■ **SHORT EXERCISE**
Give back, unchanged, each line from the one containing "Would you mind marking the bird eye" through the last line of the entries below.

■ **RAW DATA**

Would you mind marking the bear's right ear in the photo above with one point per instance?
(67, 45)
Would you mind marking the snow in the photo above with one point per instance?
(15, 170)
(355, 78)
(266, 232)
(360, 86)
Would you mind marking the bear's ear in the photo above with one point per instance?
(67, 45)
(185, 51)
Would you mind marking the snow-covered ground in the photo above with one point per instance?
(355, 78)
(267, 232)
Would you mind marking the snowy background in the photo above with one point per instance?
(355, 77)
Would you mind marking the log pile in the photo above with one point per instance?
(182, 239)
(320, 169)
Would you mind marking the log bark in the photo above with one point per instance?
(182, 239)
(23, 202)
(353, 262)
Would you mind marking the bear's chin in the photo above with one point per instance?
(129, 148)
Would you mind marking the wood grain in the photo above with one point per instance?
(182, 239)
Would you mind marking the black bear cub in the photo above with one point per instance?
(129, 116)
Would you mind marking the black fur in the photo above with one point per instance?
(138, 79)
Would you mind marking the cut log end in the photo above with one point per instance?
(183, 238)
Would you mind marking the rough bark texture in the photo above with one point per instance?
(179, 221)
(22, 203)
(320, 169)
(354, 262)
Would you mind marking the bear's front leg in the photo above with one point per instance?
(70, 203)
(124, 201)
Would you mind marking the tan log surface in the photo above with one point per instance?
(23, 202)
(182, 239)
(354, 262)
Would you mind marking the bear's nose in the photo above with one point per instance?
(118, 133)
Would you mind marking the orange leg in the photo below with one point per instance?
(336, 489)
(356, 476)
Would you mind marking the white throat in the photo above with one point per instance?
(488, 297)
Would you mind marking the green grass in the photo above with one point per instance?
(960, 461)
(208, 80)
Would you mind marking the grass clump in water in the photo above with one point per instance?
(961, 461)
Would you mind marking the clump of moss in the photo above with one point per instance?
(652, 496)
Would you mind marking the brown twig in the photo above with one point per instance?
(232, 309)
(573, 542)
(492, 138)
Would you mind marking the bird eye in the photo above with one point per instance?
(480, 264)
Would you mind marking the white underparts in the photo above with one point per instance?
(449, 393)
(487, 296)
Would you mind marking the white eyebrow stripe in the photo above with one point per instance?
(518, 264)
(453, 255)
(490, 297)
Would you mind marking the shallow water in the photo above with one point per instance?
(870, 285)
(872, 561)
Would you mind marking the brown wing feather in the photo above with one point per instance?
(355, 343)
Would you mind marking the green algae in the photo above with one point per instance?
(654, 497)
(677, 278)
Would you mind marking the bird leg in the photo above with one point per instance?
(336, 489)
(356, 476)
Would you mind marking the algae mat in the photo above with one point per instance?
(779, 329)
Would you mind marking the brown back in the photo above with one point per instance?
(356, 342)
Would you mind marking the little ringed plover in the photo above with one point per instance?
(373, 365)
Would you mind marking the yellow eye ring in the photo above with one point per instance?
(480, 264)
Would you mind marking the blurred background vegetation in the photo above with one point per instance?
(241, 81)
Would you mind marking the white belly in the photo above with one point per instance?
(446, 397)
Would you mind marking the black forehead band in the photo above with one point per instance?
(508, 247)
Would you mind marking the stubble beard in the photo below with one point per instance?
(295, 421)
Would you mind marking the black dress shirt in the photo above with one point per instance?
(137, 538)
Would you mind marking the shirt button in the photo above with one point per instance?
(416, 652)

■ **TASK RESULT**
Would you mind marking the bird eye in the photo above with one point per instance?
(480, 264)
Would you mind marking the white underparts in the photo above with one point per instance?
(449, 393)
(487, 296)
Would you mind marking the white eyebrow stripe in the photo above with one point per instance?
(518, 264)
(453, 255)
(490, 297)
Would you mind marking the shallow water in the photo above with one point per instance?
(870, 285)
(872, 561)
Would you mind marking the brown wing feather in the photo above with one point per instance?
(355, 343)
Would you mind marking the green algae in the photo above with one point per instance?
(654, 497)
(677, 278)
Would you mind marking the bird leg in the photo above with one point per instance?
(336, 489)
(356, 476)
Would you mind marking the algae mat in the photo above with one point per instance?
(779, 329)
Would you mind marking the brown back in the photo above with one point per instance?
(356, 342)
Would you mind marking the little ringed plover in the photo above with one point per instance?
(373, 365)
Would you mind marking the yellow eye ring in the photo above with one point per instance?
(480, 264)
Would you mind marking the blurred background vegetation in the photo above with one point per instance?
(241, 81)
Would you mind marking the white belly in the photo above with one point per instance?
(446, 397)
Would you mind marking the black forehead band in the photo above with one point per instance?
(508, 247)
Would you mind marking the stubble beard in the photo below with one point per instance?
(295, 421)
Would you mind marking the black dress shirt in the photo above with one point per instance?
(137, 538)
Would you mind marking the shirt button in the photo above with one point per instance?
(416, 652)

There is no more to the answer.